Lignes d'un jeu de données de pointage:
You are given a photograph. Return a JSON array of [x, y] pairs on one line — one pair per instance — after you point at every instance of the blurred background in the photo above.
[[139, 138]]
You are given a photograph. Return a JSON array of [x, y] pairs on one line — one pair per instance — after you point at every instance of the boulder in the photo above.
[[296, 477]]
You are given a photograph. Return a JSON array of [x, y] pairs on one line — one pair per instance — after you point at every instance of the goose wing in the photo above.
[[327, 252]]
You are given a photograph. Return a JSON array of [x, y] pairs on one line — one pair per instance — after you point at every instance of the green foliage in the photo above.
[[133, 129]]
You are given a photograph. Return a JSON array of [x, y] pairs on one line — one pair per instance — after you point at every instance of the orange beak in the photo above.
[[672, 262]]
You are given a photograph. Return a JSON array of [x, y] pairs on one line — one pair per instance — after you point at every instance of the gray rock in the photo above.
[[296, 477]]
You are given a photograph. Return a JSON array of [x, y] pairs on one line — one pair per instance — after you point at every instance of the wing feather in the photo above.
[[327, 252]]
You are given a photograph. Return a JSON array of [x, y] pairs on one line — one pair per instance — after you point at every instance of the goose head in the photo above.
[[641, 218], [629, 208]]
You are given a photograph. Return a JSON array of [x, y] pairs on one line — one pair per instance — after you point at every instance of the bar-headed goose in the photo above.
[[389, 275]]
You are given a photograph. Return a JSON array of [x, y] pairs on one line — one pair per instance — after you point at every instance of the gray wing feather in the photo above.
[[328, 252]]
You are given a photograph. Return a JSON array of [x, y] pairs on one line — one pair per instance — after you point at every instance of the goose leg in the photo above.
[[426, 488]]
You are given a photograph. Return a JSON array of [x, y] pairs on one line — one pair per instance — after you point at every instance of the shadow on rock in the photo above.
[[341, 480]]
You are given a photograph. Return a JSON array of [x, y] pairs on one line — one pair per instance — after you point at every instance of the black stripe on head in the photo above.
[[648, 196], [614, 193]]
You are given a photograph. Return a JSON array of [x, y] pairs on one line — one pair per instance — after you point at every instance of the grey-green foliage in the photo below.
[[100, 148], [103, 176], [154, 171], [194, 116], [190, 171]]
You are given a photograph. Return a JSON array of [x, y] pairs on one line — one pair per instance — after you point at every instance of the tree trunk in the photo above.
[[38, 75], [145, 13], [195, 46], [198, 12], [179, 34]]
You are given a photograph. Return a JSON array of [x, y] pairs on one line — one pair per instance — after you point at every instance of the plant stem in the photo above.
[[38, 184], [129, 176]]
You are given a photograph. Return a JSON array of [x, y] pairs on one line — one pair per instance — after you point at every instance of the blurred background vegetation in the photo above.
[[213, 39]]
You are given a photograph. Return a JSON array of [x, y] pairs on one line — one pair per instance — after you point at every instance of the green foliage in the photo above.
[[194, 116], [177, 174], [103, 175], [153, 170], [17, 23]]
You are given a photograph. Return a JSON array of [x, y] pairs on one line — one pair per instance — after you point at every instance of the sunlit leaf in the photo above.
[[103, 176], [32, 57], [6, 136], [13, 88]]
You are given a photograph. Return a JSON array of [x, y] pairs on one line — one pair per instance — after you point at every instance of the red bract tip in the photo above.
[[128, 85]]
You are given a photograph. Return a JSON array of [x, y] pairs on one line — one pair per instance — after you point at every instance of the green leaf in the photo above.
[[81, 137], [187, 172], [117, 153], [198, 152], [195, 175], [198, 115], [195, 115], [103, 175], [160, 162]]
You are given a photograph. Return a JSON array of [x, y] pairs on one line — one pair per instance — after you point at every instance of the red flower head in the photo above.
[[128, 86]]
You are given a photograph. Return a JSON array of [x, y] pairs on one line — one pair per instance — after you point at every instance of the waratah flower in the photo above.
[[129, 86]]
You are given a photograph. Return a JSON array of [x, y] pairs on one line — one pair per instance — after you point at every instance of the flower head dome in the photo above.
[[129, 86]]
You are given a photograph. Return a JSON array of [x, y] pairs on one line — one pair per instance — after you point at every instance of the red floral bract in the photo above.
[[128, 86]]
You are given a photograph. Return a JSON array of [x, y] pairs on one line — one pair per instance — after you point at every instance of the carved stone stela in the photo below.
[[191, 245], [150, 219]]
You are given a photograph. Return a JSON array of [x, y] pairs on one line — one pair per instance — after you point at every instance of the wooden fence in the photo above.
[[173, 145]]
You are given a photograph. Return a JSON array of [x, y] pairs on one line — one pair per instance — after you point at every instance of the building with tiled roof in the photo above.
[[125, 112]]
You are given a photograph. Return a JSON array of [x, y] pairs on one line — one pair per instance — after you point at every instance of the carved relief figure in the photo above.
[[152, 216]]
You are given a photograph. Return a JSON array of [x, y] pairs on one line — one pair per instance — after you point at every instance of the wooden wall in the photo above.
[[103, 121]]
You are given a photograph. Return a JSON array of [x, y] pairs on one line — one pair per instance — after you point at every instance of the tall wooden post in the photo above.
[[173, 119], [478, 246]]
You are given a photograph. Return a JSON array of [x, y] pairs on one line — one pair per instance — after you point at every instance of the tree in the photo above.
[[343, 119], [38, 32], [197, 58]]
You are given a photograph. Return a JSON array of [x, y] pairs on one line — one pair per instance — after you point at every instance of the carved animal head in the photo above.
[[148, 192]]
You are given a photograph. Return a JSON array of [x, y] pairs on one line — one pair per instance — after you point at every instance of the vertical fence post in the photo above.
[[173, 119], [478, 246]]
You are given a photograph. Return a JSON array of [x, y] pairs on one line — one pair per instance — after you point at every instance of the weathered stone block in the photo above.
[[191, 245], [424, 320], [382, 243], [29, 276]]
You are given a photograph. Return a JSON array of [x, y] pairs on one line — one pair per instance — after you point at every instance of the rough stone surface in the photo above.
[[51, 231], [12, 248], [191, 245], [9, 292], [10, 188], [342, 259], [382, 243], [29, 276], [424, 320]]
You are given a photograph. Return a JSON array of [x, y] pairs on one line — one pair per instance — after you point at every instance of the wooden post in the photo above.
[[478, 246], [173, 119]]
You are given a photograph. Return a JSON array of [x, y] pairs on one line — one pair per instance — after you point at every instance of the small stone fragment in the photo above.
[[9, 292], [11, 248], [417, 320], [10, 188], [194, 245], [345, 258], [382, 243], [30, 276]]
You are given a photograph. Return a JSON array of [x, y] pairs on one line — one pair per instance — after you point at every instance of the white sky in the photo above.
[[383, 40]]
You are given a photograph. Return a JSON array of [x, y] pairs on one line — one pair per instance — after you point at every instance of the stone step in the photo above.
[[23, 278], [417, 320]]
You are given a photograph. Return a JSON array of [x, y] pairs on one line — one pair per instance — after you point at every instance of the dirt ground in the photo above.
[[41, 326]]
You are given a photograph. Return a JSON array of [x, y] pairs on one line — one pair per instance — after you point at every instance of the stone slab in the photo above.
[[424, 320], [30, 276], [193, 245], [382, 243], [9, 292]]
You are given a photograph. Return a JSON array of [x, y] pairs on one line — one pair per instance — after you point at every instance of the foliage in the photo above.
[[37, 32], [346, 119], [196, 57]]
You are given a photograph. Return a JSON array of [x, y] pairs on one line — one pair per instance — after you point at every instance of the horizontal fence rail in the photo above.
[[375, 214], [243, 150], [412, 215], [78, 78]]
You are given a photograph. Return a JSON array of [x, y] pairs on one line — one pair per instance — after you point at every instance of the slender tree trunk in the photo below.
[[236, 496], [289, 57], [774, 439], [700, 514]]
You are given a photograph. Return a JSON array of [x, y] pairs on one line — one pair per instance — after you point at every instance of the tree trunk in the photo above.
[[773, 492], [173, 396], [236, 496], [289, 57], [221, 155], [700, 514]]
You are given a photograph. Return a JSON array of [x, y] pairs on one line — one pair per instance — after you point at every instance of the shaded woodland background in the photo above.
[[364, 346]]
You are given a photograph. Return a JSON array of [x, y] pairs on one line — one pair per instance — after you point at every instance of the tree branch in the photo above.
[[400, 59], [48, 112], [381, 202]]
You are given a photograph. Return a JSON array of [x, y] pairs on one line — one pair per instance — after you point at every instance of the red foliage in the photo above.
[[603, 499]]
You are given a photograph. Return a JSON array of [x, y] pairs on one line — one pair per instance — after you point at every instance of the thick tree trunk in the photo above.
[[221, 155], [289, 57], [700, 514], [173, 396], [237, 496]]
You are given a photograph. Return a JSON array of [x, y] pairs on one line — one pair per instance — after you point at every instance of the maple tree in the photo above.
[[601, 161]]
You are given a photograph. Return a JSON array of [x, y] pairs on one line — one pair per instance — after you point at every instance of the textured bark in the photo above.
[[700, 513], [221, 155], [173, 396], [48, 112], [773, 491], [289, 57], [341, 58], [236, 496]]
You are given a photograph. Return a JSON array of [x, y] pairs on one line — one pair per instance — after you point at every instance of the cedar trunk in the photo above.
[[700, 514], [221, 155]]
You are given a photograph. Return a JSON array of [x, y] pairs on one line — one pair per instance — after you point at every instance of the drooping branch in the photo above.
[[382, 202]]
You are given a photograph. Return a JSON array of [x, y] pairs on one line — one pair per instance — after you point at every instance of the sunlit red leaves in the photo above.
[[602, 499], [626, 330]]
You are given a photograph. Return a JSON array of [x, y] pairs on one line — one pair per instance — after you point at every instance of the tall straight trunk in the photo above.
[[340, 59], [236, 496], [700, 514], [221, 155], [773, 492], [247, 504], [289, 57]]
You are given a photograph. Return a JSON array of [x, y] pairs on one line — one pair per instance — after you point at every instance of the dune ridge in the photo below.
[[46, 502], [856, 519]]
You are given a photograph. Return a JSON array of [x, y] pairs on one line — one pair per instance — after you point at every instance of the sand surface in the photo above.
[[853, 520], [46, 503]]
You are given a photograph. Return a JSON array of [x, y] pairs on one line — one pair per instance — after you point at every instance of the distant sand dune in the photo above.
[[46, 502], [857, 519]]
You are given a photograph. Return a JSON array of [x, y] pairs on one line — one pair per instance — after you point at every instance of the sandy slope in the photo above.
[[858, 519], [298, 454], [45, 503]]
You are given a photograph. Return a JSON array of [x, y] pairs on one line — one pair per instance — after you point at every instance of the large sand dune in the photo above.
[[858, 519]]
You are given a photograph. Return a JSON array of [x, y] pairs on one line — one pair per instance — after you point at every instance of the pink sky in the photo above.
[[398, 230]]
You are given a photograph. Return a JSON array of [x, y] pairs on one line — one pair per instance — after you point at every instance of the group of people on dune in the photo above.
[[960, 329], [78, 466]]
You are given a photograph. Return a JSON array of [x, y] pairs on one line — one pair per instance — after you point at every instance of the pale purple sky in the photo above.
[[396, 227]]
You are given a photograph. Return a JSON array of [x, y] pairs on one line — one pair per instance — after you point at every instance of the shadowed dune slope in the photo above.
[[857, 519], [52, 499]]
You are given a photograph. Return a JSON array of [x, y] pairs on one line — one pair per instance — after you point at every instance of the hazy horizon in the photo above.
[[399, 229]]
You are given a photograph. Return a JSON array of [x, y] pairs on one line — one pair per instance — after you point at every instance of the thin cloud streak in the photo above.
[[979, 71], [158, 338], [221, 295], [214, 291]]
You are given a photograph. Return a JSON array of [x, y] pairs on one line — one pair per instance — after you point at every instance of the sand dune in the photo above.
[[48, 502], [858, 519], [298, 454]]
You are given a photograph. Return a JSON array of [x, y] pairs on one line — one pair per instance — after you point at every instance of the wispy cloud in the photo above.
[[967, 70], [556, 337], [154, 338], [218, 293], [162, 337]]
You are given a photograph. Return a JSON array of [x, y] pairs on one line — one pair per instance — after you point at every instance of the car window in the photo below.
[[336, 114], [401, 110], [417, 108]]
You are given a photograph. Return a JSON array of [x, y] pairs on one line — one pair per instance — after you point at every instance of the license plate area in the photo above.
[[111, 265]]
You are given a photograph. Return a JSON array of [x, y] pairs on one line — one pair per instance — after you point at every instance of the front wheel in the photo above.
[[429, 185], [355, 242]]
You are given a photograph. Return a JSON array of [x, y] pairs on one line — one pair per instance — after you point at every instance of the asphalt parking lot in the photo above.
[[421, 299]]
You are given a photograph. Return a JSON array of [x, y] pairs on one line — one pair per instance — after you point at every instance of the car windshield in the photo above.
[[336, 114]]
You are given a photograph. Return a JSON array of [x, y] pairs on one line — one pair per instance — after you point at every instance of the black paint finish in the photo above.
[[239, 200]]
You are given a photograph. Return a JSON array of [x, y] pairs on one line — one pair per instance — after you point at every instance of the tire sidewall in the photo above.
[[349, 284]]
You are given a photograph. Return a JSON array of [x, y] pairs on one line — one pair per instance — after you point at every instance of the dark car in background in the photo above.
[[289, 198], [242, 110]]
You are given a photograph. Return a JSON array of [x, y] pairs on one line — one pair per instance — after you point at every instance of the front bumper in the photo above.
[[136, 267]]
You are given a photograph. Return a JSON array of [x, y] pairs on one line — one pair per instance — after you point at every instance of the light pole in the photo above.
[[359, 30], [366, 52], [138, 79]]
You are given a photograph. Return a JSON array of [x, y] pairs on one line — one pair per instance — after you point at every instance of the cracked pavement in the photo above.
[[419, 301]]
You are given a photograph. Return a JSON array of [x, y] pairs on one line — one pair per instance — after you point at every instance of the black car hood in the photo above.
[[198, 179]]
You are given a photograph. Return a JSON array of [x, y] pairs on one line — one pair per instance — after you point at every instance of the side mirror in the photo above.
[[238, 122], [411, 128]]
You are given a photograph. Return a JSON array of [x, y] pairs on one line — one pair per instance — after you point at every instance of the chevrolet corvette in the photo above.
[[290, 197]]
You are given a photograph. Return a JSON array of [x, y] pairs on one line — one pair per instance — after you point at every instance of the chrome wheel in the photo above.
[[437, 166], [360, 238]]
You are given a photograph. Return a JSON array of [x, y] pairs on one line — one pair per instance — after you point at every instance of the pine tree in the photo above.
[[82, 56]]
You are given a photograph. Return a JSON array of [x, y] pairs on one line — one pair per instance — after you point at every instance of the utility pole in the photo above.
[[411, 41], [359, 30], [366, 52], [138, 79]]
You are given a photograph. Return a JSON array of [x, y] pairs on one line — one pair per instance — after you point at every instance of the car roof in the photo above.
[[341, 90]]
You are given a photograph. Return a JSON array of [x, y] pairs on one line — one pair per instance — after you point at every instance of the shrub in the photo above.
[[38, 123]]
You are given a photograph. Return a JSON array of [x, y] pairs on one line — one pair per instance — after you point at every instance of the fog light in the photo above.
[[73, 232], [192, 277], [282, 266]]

▸ Problème posé: Convertissez en tableau Markdown les lignes allant de celle qui contient "streak in the photo above." jusqu'à celle qui contient "[[979, 71], [158, 338], [221, 295], [214, 291]]", ces deux lignes comprises et sans les lignes vides. Le tableau doit avoir une colonne « Numéro » pour le rang de chaque ligne et une colonne « Ligne de données » pour son texte.

▸ Réponse rédigée:
| Numéro | Ligne de données |
|---|---|
| 1 | You are given a photograph. Return a JSON array of [x, y] pairs on one line — one pair per instance — after you point at every instance of the thin cloud streak in the photo above. |
| 2 | [[979, 71], [158, 338], [221, 295], [214, 291]] |